#### SUPPLIED TEXT:
I took my daughter to the library this afternoon, but had foolishly promised that she could buy a cake or biscuit from the supermarket and so she was more focused on that than on selecting or reading any books. She just picked up the first ones she saw and then wanted to get to the sugar. But I read her one story and looked for some books for myself. Phoebe saw a book about the art of Peter Rabbit. For some reason she is convinced that Peter Rabbit is my favourite TV show and calls me into the room whenever it is on. In truth I think it’s a bit stupid, but I do like playing “Farmer Gregor” as Phoebe calls it, mainly cos I get to do my brilliant Scotch accent.
As I looked for books one of the librarians came up to me and said, “I think we’ve worked together.” She did look familiar but I couldn’t place her. She said we’d rehearsed together with Sally Phillips and struggled to think of the name of the show, but it turned out it was Ra Ra Rasputin and she was Judy, who had helped us choreograph that insane show (we did a full musical, with singing and dancing with five people on a stage about the size of a kingsize bed). We’re going back over a quarter of a century to that one and we’d only worked together for a few days, so it was perhaps not surprising that I hadn’t instantaneously recognised her, but it was good to see her again and nice to be reminded of those care free days when I was young and arrogant enough to put on such an ambitious show and yet still write most of it in the month before the Fringe.

#### RECORDS:
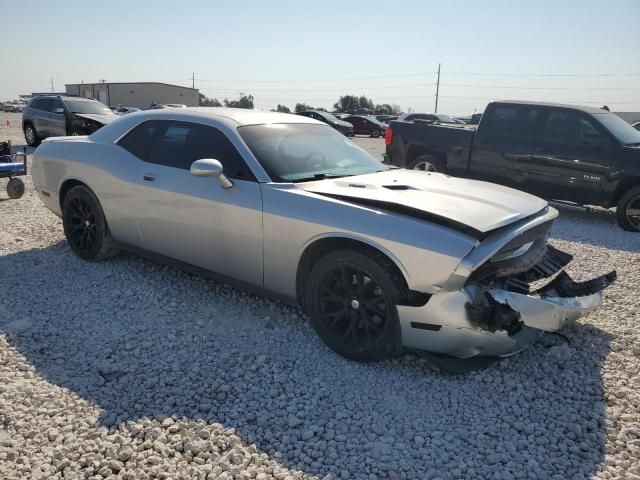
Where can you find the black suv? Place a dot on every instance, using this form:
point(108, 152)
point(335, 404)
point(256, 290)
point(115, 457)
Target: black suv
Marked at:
point(55, 116)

#### REQUIRED TASK:
Copy out the library visit account above, from the passage that opens with the words containing "I took my daughter" and closes with "brilliant Scotch accent.".

#### COMPLETE RESPONSE:
I took my daughter to the library this afternoon, but had foolishly promised that she could buy a cake or biscuit from the supermarket and so she was more focused on that than on selecting or reading any books. She just picked up the first ones she saw and then wanted to get to the sugar. But I read her one story and looked for some books for myself. Phoebe saw a book about the art of Peter Rabbit. For some reason she is convinced that Peter Rabbit is my favourite TV show and calls me into the room whenever it is on. In truth I think it’s a bit stupid, but I do like playing “Farmer Gregor” as Phoebe calls it, mainly cos I get to do my brilliant Scotch accent.